[A run of data]
** begin **
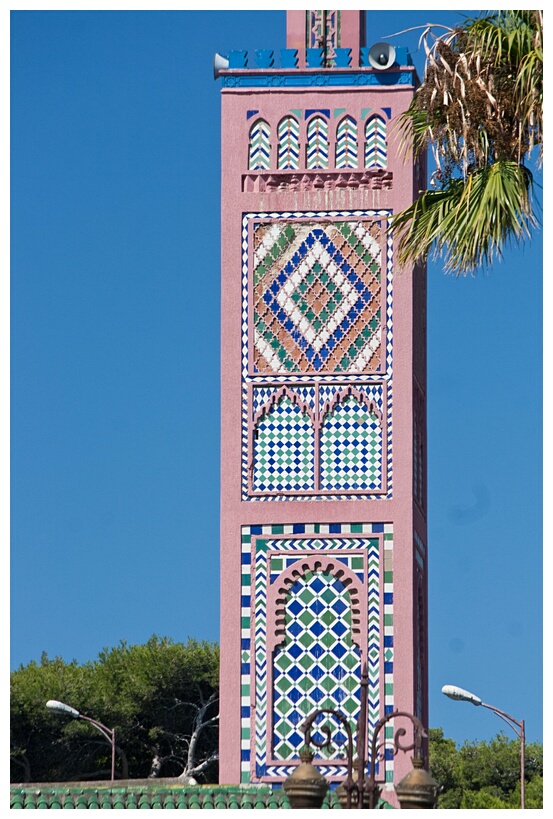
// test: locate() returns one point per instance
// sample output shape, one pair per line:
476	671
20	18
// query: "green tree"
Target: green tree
161	698
486	775
479	109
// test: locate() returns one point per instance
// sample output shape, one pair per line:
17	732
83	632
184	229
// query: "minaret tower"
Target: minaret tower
323	492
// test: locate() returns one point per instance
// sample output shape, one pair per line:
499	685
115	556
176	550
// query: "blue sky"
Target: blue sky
115	122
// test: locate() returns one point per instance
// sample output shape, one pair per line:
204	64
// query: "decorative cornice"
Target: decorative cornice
367	179
323	78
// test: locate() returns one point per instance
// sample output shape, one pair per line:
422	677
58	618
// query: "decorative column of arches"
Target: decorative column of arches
317	144
288	143
259	156
346	143
374	149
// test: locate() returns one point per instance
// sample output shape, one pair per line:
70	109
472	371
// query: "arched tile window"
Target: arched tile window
318	665
317	143
288	144
376	149
259	146
346	143
351	447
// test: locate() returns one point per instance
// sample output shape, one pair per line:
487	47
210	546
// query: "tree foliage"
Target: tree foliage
480	110
485	774
161	698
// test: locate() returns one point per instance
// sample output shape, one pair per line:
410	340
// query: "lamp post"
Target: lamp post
306	787
109	733
456	693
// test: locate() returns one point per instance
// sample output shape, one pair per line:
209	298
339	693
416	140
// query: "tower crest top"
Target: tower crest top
327	30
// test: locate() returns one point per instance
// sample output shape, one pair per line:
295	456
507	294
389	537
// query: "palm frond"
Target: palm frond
469	221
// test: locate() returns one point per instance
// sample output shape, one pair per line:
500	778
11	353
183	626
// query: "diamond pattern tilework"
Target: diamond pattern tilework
250	222
271	543
284	449
317	297
318	666
351	448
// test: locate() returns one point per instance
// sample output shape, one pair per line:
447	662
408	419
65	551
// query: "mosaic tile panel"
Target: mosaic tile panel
317	297
376	149
318	666
267	551
284	449
260	148
351	448
289	144
346	143
317	144
259	385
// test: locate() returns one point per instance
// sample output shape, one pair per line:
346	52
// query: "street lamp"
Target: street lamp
109	733
456	693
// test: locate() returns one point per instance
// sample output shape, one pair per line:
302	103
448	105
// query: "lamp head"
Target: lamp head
382	56
455	693
61	708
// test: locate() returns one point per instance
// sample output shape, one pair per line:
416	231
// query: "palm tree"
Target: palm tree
479	109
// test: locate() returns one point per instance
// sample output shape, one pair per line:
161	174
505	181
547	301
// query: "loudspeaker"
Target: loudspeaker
382	55
220	63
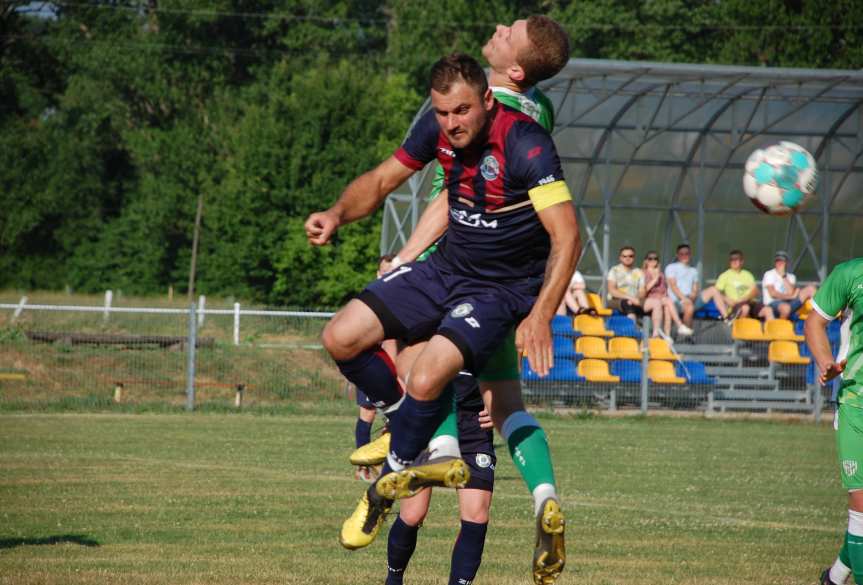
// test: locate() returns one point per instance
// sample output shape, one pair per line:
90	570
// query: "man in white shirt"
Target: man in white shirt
683	283
779	291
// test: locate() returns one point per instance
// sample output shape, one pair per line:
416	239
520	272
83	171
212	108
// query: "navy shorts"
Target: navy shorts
363	401
420	299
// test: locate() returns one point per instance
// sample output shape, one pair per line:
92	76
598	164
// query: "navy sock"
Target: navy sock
363	432
467	553
415	424
400	548
374	373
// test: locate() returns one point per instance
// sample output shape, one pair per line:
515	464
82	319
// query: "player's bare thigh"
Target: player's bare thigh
353	329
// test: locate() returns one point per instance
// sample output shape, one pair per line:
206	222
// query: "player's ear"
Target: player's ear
515	73
488	99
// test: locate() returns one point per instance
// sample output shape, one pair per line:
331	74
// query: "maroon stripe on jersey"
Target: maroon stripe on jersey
406	159
494	189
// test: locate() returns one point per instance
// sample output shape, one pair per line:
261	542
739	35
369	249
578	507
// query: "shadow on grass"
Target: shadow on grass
58	539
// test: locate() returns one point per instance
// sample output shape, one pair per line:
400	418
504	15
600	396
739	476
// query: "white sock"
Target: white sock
444	446
541	493
839	572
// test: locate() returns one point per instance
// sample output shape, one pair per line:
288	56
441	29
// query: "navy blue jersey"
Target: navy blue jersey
495	190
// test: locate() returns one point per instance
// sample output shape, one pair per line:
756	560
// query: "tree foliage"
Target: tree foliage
116	115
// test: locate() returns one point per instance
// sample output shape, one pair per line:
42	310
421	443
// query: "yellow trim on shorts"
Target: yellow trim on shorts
549	194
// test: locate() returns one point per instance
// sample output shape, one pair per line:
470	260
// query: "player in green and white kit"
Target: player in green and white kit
512	83
843	291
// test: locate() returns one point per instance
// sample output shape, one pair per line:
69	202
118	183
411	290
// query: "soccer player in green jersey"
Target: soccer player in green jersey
520	56
843	291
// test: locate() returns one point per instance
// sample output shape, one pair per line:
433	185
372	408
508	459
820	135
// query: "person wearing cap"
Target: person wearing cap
779	291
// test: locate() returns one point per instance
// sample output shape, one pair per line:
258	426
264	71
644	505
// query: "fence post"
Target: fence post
645	333
236	323
19	309
202	302
109	295
190	354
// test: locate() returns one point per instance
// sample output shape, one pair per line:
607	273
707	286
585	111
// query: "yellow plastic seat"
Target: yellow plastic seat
662	372
596	304
785	352
624	348
660	350
781	330
596	371
592	347
746	329
590	325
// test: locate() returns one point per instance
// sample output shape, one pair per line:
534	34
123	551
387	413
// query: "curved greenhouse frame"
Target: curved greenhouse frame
653	154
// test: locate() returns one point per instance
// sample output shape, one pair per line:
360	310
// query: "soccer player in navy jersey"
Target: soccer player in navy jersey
508	255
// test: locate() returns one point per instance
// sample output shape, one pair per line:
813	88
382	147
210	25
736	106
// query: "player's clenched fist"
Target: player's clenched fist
320	227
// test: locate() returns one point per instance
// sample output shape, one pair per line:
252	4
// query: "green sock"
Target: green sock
449	425
853	548
528	447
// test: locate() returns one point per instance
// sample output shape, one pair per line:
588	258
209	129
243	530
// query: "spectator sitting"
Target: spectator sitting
656	301
735	290
626	285
575	298
683	284
779	290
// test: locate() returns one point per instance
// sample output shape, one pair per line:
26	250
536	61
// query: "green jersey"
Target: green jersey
843	290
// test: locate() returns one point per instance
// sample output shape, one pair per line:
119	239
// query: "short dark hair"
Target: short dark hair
549	50
457	67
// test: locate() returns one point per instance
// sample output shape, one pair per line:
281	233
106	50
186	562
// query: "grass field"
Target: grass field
243	499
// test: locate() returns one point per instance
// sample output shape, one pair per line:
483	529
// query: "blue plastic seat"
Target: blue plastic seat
628	370
708	311
623	326
694	372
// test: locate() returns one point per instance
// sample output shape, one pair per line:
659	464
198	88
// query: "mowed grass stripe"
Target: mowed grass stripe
259	499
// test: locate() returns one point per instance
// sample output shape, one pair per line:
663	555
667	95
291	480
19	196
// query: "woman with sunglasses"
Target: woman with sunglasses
657	302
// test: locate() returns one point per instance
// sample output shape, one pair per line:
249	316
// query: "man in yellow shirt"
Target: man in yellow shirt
735	287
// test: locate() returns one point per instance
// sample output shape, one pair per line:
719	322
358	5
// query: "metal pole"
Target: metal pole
645	336
190	354
195	237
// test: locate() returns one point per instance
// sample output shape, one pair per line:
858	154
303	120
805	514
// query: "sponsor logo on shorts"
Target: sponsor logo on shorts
489	168
463	310
483	460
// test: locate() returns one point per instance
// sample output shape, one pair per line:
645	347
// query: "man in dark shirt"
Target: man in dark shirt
508	255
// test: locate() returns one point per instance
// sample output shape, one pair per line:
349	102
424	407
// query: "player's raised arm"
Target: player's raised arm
359	199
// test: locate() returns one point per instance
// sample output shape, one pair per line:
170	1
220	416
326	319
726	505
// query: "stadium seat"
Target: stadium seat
596	304
623	326
563	371
627	370
660	350
662	372
590	325
561	325
746	329
785	352
781	330
563	347
694	372
592	347
596	371
624	348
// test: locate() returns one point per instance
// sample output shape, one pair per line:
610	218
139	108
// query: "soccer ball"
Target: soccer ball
781	178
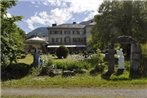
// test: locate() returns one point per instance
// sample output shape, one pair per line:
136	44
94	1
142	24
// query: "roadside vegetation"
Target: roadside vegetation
33	79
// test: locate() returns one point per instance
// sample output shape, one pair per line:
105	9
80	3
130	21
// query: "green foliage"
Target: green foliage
118	18
14	71
12	37
144	60
62	52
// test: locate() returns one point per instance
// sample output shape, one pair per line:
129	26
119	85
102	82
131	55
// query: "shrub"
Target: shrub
62	52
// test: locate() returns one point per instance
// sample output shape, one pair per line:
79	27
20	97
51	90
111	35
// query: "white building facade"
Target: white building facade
70	35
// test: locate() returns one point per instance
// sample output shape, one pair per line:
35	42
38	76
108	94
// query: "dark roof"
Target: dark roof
68	26
41	31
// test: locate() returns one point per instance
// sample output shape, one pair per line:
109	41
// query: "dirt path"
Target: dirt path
129	93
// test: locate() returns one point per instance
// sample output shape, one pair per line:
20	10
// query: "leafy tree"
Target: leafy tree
62	52
117	18
12	37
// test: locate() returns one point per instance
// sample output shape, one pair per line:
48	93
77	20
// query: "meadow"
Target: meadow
79	80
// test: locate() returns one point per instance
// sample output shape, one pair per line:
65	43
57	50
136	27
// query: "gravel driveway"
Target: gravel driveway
129	93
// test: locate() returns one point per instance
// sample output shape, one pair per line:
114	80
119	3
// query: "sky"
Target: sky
44	13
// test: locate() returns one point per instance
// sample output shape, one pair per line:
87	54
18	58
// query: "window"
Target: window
53	40
66	32
50	32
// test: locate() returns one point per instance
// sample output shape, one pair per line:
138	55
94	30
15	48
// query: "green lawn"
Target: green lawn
76	81
80	80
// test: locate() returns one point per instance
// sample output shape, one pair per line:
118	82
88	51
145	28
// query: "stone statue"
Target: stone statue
36	58
110	58
121	64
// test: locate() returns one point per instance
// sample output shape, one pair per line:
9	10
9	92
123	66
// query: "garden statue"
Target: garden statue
121	65
110	59
36	58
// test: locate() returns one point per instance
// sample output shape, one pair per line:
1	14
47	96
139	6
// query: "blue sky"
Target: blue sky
43	13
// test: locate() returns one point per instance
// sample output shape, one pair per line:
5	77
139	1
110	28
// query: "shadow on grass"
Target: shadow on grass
14	71
120	79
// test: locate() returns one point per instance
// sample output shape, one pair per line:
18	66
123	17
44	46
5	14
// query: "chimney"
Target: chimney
74	22
54	25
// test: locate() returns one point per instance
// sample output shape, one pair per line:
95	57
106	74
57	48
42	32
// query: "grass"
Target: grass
76	81
34	96
84	80
27	60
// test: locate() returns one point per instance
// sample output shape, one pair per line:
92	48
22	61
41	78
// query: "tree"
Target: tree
62	52
12	37
118	18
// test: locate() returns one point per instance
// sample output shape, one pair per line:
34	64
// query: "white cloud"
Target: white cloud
56	16
63	10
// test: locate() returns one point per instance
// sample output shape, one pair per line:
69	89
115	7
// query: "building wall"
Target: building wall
67	36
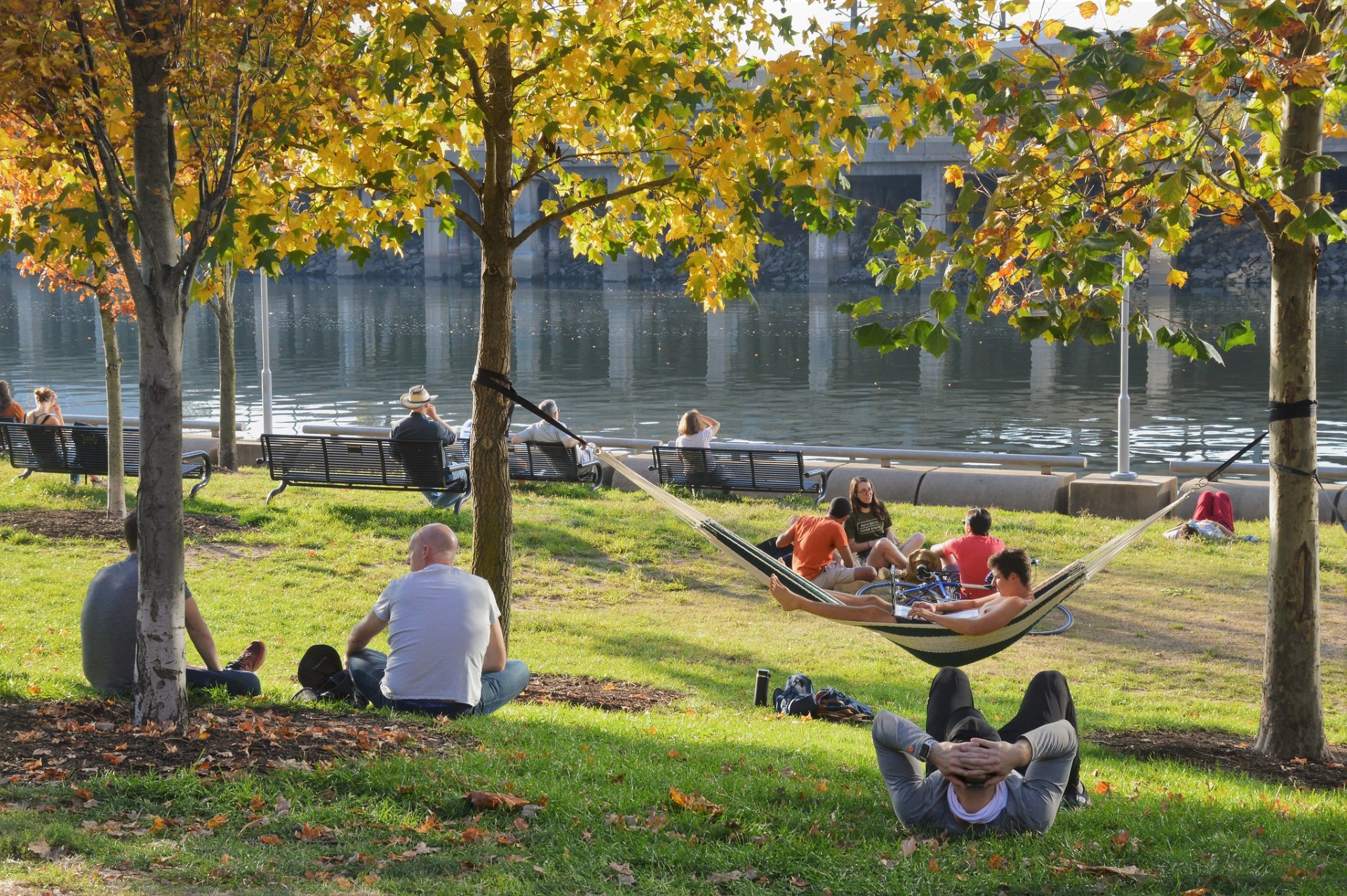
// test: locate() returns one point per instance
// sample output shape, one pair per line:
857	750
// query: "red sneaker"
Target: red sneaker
251	659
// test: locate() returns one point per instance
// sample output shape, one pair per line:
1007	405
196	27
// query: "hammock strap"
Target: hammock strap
500	383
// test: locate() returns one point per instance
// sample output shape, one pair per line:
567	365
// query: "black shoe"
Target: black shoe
1075	798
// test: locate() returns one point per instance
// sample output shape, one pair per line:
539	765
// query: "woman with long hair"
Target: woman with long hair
869	530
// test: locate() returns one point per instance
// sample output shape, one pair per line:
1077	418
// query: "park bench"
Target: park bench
366	462
83	450
739	469
542	462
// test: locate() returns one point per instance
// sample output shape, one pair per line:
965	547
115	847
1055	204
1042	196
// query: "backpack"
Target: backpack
322	676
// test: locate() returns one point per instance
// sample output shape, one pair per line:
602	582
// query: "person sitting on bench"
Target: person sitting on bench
978	777
426	468
446	650
108	634
1010	575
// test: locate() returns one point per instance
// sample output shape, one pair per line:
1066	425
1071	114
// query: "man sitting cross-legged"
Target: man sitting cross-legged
446	650
1010	575
108	632
978	777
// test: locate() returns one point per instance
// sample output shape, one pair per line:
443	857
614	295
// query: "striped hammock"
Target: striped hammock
928	642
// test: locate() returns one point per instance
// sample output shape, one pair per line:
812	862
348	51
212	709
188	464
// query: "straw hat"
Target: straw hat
417	396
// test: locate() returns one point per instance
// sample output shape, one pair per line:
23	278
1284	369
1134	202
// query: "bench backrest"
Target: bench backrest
745	469
356	461
67	449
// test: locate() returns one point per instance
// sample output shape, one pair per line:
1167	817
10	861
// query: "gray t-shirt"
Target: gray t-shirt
108	627
439	623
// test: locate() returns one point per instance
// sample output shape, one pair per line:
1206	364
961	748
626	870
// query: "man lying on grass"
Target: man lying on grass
1010	575
977	777
446	650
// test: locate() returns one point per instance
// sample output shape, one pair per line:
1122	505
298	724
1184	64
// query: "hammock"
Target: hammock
928	642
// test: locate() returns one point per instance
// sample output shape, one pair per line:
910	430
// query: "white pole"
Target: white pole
266	354
1124	471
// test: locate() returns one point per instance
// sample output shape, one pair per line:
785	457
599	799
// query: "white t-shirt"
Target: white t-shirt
439	623
697	439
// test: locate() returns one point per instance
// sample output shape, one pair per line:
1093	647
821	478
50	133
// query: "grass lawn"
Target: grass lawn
610	587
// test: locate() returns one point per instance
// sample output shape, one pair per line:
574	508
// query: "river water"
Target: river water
628	361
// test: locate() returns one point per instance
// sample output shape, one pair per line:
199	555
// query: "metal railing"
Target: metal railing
1200	468
134	423
884	457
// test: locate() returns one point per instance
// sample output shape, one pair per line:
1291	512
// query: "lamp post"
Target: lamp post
1124	471
266	352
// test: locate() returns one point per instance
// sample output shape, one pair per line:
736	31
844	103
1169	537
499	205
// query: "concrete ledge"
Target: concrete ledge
893	484
1250	500
1136	499
1005	490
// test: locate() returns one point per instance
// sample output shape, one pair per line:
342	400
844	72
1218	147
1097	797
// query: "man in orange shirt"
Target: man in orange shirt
815	538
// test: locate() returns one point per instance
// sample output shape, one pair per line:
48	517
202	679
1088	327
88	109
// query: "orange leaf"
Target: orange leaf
695	802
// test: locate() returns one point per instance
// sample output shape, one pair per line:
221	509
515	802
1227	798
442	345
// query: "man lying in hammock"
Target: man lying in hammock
1010	575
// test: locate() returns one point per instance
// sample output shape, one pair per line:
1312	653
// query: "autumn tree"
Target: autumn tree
156	107
1086	147
657	127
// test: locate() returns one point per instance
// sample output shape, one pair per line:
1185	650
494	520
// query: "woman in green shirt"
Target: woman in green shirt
869	530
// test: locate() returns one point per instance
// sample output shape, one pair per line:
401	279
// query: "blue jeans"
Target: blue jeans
237	682
368	667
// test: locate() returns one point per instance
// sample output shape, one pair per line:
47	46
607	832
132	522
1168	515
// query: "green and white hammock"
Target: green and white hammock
930	643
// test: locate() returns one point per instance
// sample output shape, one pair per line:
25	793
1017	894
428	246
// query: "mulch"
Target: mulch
55	740
579	690
1226	752
96	524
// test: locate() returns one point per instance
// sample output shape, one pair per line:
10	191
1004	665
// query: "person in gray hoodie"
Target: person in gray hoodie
977	777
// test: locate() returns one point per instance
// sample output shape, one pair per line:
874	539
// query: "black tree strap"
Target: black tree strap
500	383
1215	473
1291	410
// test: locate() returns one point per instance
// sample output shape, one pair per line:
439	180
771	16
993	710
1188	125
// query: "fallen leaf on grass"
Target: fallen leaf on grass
485	799
695	802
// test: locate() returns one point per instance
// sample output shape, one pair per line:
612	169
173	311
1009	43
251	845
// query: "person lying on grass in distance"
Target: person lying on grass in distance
1010	575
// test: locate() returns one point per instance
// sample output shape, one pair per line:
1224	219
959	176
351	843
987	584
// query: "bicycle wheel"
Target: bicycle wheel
1055	622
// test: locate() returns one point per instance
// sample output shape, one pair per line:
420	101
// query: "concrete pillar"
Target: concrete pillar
528	256
620	347
822	319
437	247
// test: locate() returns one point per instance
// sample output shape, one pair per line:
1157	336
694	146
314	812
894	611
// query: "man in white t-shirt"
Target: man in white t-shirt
446	650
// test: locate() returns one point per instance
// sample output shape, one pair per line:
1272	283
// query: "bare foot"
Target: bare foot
786	597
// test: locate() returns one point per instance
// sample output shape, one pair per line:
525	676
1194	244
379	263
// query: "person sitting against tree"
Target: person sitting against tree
424	467
977	777
446	650
869	531
1010	575
967	554
815	540
108	634
544	432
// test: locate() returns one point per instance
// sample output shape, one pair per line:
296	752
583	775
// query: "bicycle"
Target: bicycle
937	587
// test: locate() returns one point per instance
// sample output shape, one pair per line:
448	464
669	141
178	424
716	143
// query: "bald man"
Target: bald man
446	650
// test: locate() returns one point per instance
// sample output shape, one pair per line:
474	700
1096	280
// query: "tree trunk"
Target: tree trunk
492	509
162	309
112	379
224	309
1292	720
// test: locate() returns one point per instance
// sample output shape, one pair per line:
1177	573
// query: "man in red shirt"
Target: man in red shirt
969	553
815	538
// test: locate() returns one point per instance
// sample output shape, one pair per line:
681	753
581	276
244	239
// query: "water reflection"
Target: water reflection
629	361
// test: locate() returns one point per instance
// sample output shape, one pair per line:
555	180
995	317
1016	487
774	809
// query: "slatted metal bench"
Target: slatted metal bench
739	471
83	450
329	461
542	462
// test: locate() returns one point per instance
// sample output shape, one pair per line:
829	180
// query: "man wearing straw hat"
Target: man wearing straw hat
423	424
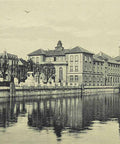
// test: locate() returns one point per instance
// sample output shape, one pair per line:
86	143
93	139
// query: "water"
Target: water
71	120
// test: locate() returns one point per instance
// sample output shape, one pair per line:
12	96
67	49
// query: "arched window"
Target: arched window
60	74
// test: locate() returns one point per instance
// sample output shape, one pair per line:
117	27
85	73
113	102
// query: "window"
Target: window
37	59
71	58
76	68
76	58
71	68
33	59
54	58
85	59
71	78
60	74
76	77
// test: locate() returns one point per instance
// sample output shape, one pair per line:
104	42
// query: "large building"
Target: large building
78	66
12	67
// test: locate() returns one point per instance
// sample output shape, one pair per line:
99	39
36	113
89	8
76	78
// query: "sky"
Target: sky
28	25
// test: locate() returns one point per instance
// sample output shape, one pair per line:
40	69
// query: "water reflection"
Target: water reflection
60	114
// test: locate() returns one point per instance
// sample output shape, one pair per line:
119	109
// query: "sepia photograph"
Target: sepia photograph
59	71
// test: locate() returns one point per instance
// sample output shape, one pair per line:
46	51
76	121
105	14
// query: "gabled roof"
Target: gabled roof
56	52
37	52
95	58
78	49
113	62
103	56
24	62
117	58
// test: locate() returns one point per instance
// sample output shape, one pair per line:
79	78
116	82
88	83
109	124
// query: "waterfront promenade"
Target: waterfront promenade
54	91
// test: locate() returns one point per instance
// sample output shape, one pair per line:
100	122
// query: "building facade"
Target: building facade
78	66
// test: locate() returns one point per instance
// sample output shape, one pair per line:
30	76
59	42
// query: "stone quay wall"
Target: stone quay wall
57	91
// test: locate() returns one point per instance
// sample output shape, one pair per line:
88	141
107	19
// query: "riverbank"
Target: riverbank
53	91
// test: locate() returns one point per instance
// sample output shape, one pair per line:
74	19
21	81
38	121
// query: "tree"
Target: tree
4	67
48	70
31	65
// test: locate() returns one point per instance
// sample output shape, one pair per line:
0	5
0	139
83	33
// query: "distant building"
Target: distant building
78	66
8	65
11	66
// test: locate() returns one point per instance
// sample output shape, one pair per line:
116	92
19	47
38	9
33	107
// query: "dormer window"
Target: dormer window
54	58
71	58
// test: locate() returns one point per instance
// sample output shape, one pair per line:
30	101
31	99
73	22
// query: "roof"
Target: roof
95	58
10	56
113	62
78	49
59	52
117	58
103	56
37	52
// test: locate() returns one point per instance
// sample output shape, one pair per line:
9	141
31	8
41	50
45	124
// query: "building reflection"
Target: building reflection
** end **
Which lines in the data above contain the word "stadium"? Find every one and copy it out in full, treating case as significant.

// query: "stadium seat"
Target: stadium seat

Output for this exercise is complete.